■ DIRECTIVE: Please reproduce all of the material below word for word, line by line, without changing anything.

=== DATA FOR THE TASK ===

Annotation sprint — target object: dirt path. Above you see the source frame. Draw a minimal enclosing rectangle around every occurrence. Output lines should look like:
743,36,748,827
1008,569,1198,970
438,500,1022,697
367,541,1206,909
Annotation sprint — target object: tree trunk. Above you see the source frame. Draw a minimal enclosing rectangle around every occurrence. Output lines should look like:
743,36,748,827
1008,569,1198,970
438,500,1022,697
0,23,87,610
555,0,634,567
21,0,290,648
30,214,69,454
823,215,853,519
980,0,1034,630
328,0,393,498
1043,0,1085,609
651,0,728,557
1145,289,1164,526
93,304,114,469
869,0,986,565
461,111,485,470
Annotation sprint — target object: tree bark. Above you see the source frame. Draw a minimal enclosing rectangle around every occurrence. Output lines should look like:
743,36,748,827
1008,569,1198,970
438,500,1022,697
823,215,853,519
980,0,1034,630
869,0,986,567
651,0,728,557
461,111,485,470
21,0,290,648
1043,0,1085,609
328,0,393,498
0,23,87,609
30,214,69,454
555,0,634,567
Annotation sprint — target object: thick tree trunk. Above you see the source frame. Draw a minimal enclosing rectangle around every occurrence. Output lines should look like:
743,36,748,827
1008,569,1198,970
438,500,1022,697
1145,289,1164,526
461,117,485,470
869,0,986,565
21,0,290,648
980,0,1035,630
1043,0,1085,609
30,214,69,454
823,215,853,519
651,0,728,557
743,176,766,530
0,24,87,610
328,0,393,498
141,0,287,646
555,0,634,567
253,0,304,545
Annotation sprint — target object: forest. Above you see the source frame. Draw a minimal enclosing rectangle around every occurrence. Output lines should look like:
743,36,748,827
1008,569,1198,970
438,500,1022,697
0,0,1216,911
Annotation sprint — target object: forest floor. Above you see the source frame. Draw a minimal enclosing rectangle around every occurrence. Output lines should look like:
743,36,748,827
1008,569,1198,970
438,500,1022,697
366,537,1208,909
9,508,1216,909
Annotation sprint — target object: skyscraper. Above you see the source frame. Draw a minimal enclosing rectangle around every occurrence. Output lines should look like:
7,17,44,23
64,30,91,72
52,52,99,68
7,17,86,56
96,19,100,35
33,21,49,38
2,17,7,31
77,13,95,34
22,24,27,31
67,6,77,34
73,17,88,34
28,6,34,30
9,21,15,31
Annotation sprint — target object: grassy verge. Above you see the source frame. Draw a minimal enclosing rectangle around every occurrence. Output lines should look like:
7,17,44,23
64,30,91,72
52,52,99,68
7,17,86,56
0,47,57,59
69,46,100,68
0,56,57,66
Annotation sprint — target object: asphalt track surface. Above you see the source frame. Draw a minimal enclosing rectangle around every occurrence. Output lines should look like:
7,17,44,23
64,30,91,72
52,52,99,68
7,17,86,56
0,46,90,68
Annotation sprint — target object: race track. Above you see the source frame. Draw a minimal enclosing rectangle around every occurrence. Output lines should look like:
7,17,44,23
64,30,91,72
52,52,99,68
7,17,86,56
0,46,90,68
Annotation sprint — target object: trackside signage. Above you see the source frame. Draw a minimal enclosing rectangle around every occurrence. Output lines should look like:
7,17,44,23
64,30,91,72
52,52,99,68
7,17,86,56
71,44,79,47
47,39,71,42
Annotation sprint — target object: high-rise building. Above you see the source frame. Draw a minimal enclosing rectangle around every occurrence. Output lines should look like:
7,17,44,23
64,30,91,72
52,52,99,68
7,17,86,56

===

■ WORKED ANSWER:
Annotation sprint — target object: dirt path. Above you see the source frame. Draw a minimal enclosing rectangle around every occurrence. Output lines should look like:
743,36,748,827
1008,569,1198,970
438,500,1022,697
367,541,1206,909
Annotation sprint — target object: tree trunk. Above you see the source frame. Draw a minimal enclosing rectangle around every occurrence. Output lines should look like:
743,36,748,827
1008,569,1198,970
438,500,1022,697
0,23,87,610
555,0,634,567
21,0,290,648
30,214,69,454
823,215,853,519
980,0,1034,630
328,0,393,498
1043,0,1085,609
651,0,728,557
1145,289,1164,526
93,304,114,469
869,0,986,565
461,111,485,470
Annotation sprint — target object: tree bark. Above you see the source frame. Draw a minimal enclosing rectangle around every occurrence. Output lines should look like:
743,36,748,827
1008,569,1198,970
438,500,1022,697
823,215,853,519
980,0,1034,630
869,0,986,567
651,0,728,557
461,111,485,470
21,0,290,648
1043,0,1085,609
328,0,393,498
0,23,87,609
30,214,69,454
555,0,634,567
Annotation sprint — target object: thick tree trunk. Above you see the source frame. Draw a minimal enclosing rectangle around every occurrence. Output lines should look like:
743,36,748,827
1008,569,1198,970
438,500,1022,697
1145,289,1164,526
461,117,485,470
869,0,986,565
21,0,290,648
980,0,1035,630
1043,0,1085,609
30,214,69,454
823,215,853,519
651,0,728,557
743,176,766,530
0,24,87,610
328,0,393,498
141,0,287,646
555,0,634,567
253,0,304,545
Annotation sprint — target object: forest. Above you see the source frame. Draw a minimal enclosing rectangle around every occurrence. Output lines should look like:
743,36,748,827
1008,569,1198,970
438,500,1022,697
0,0,1216,911
Annotation sprint — target object: forest floor. Above you see the source frame. Draw a minimal enclosing rectangle around every occurrence. Output lines should look like:
743,36,748,827
1008,569,1198,970
438,500,1022,697
366,537,1208,909
9,508,1216,909
Annotation sprint — target object: skyscraper. Above you see the source frame. Draw a minimal enclosing rectangle around every occurrence. Output lines should look like:
7,17,44,23
64,30,91,72
52,52,99,68
7,17,86,56
96,19,100,35
33,21,49,38
2,17,7,31
77,13,95,34
22,24,27,31
67,6,77,34
73,17,88,34
28,6,34,30
9,21,15,31
Annotation sprint — target object: grassy verge. Above you see the source frame. Draw a minimal enclosing rectangle around every occurrence. Output lines should look like:
7,17,44,23
64,30,91,72
52,52,99,68
7,17,86,56
0,47,57,59
69,46,100,68
0,56,57,66
Annotation sprint — target object: asphalt track surface. Above you see the source frame. Draw a minimal enclosing rectangle around every occurrence. Output lines should look like:
7,17,44,23
64,30,91,72
52,52,99,68
7,17,86,56
0,46,90,68
Annotation sprint — target object: race track. Above you see the source frame. Draw a minimal enclosing rectangle around every occurrence. Output lines should look like:
7,17,44,23
64,30,91,72
52,52,99,68
7,17,86,56
0,46,90,68
Annotation sprint — target object: trackside signage. Above you see the source frame. Draw a minimal enclosing rectangle around every occurrence. Output lines should look like:
7,17,44,23
64,30,91,72
52,52,99,68
7,17,86,56
71,44,79,47
47,39,71,42
Annotation sprint — target object: high-rise building. Above you see the source frame. Draw a minimal enclosing rectangle around every occurrence. Output lines should look like:
7,17,44,23
64,30,91,72
52,52,99,68
7,17,86,56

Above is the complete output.